▸ TO DO:
Copy the stretch of the records from the line containing "Please pick out the small" through the line containing "Target: small cup", both included, character for character.

※ ※ ※

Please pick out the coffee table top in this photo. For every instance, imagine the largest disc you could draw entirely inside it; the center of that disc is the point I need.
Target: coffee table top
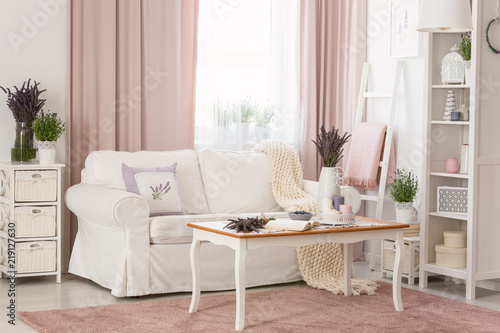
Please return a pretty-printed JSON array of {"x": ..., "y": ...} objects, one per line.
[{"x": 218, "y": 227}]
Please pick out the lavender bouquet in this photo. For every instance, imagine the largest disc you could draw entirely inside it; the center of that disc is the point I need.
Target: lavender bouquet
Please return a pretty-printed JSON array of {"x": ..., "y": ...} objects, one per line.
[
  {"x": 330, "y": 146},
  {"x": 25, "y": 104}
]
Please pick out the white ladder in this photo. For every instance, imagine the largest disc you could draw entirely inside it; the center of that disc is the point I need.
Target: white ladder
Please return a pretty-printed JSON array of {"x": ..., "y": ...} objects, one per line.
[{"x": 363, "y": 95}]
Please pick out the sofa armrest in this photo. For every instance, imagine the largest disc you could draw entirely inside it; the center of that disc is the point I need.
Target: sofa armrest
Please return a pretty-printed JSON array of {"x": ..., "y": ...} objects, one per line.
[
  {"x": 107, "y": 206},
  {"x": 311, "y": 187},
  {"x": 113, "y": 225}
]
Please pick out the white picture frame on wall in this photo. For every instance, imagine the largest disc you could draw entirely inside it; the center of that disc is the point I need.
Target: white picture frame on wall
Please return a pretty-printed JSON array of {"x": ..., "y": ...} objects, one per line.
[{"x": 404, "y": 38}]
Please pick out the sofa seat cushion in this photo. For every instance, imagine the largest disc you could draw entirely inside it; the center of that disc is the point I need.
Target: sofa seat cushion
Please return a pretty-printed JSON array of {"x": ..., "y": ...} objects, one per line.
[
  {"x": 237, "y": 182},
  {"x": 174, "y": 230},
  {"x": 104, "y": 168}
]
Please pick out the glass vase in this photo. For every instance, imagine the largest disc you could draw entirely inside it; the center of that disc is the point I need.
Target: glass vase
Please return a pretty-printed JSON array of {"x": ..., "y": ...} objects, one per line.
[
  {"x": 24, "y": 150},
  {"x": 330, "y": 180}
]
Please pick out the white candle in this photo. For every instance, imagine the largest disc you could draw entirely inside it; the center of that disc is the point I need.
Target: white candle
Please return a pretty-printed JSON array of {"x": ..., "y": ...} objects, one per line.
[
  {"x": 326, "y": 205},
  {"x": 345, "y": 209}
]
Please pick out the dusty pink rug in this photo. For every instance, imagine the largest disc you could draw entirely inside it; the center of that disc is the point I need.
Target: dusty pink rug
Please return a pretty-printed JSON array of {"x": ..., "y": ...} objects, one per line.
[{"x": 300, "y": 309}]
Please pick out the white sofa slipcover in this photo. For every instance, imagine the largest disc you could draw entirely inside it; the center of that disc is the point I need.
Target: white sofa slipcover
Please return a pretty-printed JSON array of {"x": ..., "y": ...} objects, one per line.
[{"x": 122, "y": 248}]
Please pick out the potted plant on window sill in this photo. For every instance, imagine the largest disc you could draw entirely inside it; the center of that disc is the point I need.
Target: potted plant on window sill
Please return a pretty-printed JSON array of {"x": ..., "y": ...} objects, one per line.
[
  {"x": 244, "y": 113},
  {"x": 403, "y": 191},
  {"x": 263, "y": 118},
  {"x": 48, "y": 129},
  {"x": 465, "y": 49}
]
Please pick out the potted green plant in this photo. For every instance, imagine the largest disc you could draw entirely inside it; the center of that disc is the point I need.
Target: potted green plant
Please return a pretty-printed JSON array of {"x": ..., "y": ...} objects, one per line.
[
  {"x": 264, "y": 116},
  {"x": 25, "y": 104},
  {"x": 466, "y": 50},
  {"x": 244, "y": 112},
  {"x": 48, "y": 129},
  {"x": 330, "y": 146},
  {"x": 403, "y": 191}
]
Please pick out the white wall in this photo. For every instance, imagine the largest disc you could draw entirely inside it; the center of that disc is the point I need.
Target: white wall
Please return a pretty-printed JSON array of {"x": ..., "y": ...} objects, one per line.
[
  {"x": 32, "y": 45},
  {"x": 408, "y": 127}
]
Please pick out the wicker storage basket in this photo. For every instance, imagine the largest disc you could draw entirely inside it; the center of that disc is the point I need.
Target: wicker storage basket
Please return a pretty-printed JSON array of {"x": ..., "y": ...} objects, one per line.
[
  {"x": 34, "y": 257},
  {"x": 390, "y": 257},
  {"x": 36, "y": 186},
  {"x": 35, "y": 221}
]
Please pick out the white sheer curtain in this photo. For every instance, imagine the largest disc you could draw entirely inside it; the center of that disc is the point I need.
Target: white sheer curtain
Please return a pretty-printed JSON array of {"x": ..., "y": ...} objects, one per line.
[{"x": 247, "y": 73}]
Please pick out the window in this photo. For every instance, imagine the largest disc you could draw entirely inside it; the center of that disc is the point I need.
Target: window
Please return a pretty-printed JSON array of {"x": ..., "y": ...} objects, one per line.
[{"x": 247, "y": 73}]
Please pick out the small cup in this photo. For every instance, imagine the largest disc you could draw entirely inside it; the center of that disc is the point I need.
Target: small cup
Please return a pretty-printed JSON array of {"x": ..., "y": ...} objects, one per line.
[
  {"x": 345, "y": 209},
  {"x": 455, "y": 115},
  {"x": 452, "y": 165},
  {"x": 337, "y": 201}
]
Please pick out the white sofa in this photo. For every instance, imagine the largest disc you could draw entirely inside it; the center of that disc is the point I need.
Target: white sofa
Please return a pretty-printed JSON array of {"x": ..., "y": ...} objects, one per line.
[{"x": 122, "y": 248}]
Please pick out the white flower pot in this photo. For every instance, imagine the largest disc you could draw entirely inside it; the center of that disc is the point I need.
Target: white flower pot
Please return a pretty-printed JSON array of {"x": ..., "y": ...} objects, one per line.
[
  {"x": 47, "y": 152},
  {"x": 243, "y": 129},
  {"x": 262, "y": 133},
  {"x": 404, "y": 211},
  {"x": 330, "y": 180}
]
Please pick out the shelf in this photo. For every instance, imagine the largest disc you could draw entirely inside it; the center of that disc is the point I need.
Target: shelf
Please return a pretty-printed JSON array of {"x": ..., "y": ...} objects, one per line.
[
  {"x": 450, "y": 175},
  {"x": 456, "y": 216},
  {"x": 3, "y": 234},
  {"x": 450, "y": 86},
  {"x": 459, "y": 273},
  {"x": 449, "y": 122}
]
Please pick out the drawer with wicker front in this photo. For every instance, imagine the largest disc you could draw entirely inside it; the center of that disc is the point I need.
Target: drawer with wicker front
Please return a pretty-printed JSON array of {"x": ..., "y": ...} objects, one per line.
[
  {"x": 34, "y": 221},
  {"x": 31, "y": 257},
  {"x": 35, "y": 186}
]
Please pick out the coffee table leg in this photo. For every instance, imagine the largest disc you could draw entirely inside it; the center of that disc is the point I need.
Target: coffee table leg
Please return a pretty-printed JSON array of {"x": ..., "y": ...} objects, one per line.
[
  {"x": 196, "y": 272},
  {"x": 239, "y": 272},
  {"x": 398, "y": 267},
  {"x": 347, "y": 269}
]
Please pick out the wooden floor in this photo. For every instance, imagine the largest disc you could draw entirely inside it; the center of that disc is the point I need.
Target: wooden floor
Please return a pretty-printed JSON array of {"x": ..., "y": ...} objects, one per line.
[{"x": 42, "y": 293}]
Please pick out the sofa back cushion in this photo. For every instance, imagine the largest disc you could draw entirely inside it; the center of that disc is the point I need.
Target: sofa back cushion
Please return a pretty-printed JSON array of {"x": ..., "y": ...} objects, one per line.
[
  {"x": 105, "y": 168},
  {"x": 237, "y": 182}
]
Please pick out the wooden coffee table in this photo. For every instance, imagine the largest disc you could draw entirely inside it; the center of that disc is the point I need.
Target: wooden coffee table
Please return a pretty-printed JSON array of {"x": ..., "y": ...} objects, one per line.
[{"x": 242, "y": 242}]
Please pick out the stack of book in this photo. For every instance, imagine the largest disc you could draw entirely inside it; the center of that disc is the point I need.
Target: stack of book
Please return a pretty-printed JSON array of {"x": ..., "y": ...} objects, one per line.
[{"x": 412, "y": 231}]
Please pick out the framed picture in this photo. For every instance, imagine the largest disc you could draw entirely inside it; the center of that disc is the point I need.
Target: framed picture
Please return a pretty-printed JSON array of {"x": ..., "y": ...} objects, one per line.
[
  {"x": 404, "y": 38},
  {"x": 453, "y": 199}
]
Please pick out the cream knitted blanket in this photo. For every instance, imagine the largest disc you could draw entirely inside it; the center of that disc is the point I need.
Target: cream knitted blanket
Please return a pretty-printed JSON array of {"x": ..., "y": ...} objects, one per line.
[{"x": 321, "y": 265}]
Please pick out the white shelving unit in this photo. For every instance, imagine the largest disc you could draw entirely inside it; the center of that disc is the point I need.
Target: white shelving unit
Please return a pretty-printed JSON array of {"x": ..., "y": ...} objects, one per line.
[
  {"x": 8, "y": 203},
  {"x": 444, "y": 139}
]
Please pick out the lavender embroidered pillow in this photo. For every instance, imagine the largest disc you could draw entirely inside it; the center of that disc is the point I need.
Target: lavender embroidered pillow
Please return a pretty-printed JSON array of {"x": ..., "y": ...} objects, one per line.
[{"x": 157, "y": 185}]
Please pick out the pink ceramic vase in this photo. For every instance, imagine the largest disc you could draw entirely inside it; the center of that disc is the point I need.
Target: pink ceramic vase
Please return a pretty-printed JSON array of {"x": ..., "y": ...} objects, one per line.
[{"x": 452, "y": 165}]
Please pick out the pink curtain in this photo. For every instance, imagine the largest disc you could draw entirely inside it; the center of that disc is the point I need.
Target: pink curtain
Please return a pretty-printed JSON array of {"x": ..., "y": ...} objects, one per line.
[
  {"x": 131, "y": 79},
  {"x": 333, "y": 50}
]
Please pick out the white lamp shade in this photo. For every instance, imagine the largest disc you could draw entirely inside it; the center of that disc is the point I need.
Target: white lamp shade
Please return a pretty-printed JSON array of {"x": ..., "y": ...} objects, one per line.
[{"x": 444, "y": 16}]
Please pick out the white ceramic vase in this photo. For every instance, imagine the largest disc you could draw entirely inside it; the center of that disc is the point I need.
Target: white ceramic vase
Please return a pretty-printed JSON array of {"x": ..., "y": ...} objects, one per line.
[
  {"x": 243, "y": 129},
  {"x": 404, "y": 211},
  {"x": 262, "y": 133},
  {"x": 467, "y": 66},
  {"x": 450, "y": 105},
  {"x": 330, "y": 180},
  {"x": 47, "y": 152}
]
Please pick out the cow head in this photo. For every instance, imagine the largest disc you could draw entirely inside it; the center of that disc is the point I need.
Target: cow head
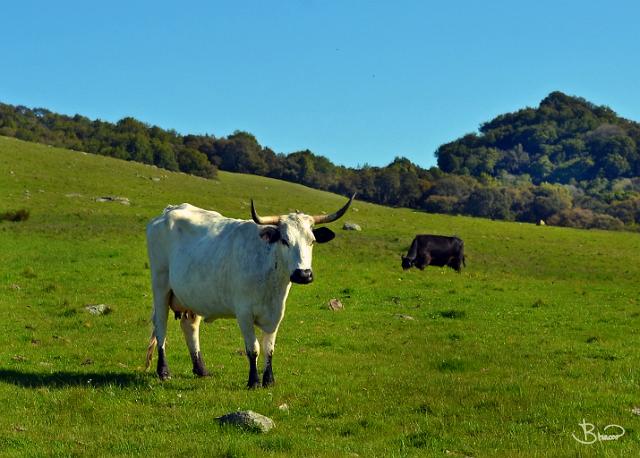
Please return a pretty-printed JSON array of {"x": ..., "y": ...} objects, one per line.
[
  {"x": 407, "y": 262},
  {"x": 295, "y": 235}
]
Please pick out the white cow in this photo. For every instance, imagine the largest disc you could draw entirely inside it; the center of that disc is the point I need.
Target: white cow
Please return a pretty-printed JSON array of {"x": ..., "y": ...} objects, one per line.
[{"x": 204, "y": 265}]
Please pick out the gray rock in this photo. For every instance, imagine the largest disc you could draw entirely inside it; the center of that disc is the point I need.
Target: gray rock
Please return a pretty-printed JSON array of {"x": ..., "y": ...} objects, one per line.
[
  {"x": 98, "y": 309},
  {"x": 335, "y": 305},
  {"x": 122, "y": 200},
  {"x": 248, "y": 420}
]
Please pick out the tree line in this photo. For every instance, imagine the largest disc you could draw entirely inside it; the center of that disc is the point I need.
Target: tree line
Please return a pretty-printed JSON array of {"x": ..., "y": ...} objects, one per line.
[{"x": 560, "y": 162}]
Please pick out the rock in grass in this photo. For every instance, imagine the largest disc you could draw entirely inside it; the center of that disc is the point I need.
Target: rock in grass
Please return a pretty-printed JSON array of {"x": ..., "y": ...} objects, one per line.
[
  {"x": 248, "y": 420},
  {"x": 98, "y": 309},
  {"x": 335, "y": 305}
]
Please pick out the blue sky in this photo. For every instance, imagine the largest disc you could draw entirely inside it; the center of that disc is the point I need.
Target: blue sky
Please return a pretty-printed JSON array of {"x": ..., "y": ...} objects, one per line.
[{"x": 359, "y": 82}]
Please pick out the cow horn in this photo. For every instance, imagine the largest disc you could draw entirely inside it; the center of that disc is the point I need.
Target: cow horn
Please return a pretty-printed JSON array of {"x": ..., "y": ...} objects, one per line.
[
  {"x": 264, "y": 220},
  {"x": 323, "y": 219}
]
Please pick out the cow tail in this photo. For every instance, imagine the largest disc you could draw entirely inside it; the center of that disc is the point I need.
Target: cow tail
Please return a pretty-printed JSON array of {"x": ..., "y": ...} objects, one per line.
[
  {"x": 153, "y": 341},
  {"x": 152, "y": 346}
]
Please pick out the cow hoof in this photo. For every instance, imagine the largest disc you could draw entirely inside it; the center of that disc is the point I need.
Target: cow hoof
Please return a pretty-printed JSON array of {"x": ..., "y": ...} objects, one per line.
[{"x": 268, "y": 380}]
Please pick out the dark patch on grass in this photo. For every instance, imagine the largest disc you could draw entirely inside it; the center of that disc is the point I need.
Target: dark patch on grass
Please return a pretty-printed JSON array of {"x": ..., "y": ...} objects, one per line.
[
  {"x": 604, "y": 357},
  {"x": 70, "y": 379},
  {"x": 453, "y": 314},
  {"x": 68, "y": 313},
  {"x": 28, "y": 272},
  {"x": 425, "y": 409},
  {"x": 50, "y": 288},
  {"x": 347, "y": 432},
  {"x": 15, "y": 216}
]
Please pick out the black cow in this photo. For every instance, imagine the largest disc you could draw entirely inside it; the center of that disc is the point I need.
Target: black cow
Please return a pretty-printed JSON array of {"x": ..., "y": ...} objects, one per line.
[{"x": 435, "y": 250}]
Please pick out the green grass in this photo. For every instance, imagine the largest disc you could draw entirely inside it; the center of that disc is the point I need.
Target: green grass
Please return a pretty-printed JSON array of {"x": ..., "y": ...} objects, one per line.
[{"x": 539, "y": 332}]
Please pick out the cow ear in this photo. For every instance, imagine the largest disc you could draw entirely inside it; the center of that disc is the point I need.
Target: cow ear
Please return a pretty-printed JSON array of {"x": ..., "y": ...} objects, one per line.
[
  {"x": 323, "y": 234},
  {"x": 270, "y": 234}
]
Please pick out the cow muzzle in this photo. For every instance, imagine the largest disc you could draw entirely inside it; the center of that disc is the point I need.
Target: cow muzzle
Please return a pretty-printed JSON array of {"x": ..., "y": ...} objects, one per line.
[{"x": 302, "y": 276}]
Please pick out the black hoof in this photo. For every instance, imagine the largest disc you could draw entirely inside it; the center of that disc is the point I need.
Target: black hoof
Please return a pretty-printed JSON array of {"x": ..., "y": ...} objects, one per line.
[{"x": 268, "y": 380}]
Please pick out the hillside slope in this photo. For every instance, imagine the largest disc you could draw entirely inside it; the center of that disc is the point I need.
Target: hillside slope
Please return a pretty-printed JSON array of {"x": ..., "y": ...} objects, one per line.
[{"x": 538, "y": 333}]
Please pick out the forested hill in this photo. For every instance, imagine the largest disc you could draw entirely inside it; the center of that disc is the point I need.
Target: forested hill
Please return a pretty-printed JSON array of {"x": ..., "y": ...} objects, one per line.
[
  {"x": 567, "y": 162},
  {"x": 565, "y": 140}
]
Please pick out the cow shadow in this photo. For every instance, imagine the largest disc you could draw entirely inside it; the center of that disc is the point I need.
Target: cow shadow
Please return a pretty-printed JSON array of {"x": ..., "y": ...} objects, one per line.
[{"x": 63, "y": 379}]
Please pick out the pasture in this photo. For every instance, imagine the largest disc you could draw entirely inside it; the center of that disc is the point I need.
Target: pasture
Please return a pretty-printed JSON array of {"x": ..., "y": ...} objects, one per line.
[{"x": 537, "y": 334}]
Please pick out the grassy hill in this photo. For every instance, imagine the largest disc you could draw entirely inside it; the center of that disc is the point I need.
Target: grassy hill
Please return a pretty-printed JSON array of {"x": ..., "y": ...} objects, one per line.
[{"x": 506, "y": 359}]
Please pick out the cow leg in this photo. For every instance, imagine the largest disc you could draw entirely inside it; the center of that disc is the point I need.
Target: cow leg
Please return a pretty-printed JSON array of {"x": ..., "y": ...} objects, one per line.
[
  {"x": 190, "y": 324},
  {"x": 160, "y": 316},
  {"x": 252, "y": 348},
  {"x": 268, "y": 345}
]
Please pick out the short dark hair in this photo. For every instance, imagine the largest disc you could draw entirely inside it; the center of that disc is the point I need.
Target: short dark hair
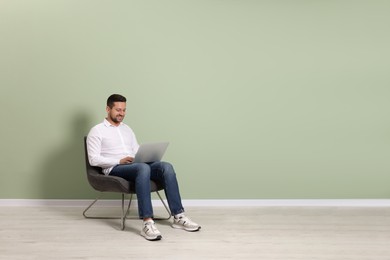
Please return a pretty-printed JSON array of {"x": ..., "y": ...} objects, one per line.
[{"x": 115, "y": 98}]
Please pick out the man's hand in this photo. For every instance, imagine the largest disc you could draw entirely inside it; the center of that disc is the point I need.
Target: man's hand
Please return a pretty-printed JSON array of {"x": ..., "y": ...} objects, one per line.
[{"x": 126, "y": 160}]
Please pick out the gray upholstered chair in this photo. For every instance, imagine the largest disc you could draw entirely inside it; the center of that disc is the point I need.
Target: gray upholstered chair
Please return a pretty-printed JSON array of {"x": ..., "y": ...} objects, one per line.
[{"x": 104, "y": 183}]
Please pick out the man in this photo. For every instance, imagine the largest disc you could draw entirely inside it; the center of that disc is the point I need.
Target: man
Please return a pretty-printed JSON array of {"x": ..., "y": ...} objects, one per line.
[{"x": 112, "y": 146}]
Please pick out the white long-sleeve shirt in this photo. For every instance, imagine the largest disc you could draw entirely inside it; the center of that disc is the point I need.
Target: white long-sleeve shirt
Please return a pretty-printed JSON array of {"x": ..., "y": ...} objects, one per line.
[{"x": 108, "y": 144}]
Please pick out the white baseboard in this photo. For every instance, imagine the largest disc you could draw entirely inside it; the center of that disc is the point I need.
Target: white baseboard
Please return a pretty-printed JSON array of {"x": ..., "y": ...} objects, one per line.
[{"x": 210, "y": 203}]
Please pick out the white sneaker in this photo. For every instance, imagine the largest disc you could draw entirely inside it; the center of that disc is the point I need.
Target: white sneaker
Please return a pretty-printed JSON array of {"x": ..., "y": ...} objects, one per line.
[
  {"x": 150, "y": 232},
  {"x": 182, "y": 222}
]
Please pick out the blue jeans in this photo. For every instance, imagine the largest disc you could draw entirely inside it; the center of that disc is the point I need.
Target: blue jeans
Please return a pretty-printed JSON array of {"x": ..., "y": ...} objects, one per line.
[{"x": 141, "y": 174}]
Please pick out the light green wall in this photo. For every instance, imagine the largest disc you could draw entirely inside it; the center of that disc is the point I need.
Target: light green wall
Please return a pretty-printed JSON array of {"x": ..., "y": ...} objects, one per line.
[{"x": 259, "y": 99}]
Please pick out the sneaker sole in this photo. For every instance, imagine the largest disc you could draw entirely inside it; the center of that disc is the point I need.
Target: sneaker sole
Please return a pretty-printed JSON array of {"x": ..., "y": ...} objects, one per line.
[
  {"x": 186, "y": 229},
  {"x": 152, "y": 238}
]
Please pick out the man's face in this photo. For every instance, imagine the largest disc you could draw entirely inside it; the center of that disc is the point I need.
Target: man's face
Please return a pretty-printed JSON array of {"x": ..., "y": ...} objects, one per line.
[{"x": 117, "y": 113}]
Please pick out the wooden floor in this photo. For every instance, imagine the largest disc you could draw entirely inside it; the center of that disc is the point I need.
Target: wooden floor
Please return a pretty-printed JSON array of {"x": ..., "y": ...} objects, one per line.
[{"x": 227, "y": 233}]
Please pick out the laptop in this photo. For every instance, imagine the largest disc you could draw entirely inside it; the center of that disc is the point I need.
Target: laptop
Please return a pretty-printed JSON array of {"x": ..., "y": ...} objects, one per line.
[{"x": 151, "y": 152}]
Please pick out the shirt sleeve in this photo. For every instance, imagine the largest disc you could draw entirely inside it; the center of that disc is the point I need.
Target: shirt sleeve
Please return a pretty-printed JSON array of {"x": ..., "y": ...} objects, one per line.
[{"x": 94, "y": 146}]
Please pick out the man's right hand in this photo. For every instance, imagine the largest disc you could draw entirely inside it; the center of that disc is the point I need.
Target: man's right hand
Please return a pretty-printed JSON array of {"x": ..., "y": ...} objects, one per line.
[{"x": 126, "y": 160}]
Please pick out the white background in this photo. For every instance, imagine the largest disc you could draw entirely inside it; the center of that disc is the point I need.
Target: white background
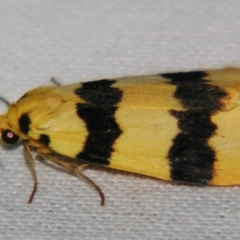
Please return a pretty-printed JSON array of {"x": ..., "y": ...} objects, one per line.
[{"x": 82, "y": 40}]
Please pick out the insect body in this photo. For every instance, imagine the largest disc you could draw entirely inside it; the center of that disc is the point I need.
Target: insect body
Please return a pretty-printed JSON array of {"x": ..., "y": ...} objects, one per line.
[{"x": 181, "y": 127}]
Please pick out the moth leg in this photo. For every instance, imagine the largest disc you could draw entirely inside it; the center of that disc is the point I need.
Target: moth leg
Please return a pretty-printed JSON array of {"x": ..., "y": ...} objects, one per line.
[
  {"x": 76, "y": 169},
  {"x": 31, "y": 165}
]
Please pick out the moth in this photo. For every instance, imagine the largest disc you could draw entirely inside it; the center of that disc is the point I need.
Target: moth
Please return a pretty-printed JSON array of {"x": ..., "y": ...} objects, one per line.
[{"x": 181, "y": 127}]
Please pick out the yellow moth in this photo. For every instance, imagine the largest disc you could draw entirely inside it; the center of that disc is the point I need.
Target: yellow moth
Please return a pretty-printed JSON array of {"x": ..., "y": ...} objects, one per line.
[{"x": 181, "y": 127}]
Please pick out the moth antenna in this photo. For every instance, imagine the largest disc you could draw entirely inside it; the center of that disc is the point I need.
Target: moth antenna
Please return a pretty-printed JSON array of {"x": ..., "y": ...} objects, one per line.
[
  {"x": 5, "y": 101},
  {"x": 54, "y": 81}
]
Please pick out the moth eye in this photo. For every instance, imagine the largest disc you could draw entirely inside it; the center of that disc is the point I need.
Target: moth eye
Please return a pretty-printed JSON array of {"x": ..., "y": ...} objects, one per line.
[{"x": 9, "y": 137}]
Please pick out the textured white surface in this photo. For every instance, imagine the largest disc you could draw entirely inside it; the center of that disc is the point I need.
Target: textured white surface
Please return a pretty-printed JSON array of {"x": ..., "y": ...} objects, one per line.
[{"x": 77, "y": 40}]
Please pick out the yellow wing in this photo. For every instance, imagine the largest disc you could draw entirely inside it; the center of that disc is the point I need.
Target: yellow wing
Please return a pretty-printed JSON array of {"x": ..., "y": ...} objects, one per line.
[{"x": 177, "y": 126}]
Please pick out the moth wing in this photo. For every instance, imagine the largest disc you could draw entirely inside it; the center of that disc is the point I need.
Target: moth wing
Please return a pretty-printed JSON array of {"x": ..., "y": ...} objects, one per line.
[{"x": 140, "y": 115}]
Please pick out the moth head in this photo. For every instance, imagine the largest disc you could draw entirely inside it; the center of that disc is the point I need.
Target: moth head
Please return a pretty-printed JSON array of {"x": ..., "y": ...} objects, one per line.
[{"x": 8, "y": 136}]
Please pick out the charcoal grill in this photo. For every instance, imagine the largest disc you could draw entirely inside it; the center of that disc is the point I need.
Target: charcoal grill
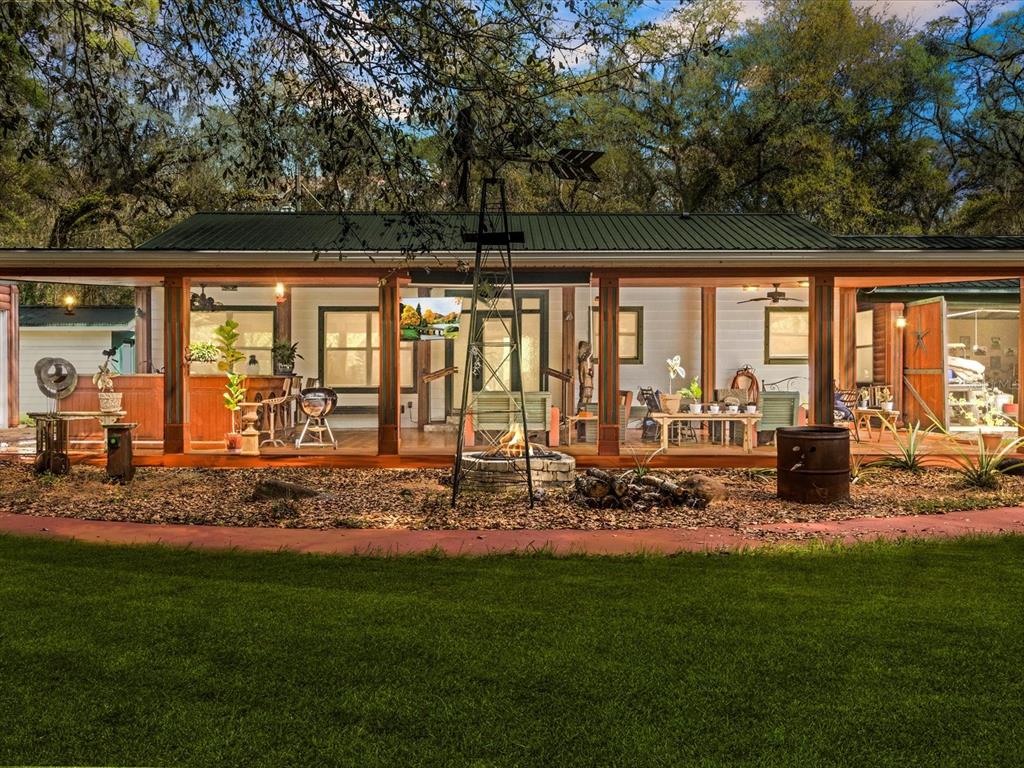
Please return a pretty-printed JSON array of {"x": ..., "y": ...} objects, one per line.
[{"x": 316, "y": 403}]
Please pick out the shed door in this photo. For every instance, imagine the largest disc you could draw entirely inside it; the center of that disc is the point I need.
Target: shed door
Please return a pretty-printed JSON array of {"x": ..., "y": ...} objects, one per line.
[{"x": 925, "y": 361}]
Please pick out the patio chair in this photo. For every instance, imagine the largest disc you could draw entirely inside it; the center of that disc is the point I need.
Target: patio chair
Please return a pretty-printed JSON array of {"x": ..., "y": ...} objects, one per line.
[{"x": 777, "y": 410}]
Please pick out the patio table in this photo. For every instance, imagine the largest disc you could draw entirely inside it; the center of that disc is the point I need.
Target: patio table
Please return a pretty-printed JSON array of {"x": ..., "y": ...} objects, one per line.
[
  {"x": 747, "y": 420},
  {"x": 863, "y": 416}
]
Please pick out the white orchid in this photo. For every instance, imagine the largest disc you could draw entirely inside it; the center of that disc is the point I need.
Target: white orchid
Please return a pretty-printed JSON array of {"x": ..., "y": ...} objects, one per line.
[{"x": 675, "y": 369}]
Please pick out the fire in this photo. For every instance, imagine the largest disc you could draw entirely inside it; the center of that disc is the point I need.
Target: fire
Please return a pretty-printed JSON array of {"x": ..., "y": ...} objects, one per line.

※ ※ ※

▸ REPLY:
Please pick out the small cup in this photo. For every instance, imagine the largest disc you could draw entirely inside it; the center of that disc is the point I need.
Target: small cup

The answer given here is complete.